POLİTİKA - 05 Kasım 2024 Salı 16:39

Menteşe Belediyesi Ege ve Marmara Çevreci Belediyeler Birliği’ne üye oluyor

A
A
A
Menteşe Belediyesi Ege ve Marmara Çevreci Belediyeler Birliği’ne üye oluyor

Menteşe Belediyesi Kasım Ayı Meclis toplantısı Menteşe Belediyesi Başkan Vekili Seda Uslu Başkanlığı’nda Türkan Saylan Çağdaş Yaşam Merkezi’nde gerçekleşti. 5 gündem maddesinin görüşüldüğü toplantıda Menteşe Belediyesi’nin Ege ve Marmara Çevreci Belediyeler Birliği’ne üye olunması oy birliği ile kabul edildi. Belediye başkanlarının doğal üye olduğu Ege ve Marmara Çevreci Belediyeler Birliği tüzüğü uyarınca meclis üyeleri arasından 3 asil, 2 yedek üye belirlendi.

# # # #

* _Yapılacak iş_:
Menteşe Belediyesi'nin Ege ve Marmara Çevreci Belediyeler Birliği'ne üyeliğini anlatan yukarıdaki haberi son cümlesinden sonra sürdürün.

* _Sağlanan malzeme_:
# # # #

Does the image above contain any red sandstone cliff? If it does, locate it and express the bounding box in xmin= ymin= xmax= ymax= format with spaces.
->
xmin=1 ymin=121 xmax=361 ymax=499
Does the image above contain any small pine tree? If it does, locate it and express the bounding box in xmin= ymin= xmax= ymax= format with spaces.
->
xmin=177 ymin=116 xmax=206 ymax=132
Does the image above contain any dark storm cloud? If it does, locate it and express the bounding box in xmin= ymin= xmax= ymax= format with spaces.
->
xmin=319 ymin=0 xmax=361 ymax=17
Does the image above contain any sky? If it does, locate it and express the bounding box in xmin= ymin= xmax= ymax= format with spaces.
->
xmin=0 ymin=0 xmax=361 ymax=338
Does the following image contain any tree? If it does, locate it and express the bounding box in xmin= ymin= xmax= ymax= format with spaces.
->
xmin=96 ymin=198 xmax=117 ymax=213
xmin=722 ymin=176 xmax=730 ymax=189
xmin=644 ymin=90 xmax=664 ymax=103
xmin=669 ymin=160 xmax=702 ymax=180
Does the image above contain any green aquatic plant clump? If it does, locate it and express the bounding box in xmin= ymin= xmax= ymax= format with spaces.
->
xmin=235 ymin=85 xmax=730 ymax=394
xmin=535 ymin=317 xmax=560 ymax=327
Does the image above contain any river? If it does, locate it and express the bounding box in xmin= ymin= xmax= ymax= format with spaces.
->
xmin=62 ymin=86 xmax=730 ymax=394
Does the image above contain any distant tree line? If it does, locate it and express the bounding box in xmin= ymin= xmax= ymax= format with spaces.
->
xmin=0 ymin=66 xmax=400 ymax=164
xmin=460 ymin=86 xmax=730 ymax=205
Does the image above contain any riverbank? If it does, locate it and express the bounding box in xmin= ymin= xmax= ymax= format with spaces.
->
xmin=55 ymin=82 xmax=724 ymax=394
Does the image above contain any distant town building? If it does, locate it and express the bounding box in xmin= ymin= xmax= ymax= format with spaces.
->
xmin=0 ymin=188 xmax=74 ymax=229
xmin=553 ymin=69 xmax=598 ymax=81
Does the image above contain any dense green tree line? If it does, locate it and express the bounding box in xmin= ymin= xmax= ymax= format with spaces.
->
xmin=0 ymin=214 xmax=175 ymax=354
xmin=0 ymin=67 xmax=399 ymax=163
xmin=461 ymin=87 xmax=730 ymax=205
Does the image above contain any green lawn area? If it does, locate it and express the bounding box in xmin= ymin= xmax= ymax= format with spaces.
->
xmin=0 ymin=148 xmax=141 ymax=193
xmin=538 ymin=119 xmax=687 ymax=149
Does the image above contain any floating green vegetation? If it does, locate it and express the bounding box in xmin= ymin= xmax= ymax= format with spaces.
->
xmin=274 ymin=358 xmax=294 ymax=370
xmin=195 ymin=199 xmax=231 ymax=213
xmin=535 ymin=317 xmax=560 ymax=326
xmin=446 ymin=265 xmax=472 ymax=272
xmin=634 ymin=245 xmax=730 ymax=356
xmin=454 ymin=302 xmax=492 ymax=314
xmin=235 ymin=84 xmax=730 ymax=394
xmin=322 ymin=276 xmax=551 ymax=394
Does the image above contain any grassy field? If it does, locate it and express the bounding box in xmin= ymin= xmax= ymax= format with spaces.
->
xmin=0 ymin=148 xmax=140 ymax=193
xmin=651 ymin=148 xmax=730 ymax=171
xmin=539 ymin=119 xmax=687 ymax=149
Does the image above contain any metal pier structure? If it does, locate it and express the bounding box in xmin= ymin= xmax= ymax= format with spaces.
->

# # # #

* _Yazılı yanıt_:
Ege ve Marmara Çevreci Belediyeler Birliği


Çanakkale ve Balıkesir il-ilçe ve belde belediyeleri tarafından Bakanlar Kurulu Kararı ile 01.10.2008 tarihinde kurulan ilk çevreci Belediyeler Birliğidir. 27.11.2021 tarihli Meclis kararı ile yapılan tüzük değişikliğinde çalışma alanı coğrafi, ekonomik, kültürel ve hizmet gerekleri açısından Ege ve Marmara Bölgeleri ile yakın ve yoğun etkileşim halinde bulunan üye belediyelerin coğrafi alanlarını da ekleyerek, faaliyet alanını genişletmiştir. 22 Mayıs 2022 tarihinde almış olduğu Meclis kararı ile Birlik Adını “Ege ve Marmara Çevreci Belediyeler Birliği” olarak değiştirmiştir. Birliğin 70 üyesi bulunmaktadır.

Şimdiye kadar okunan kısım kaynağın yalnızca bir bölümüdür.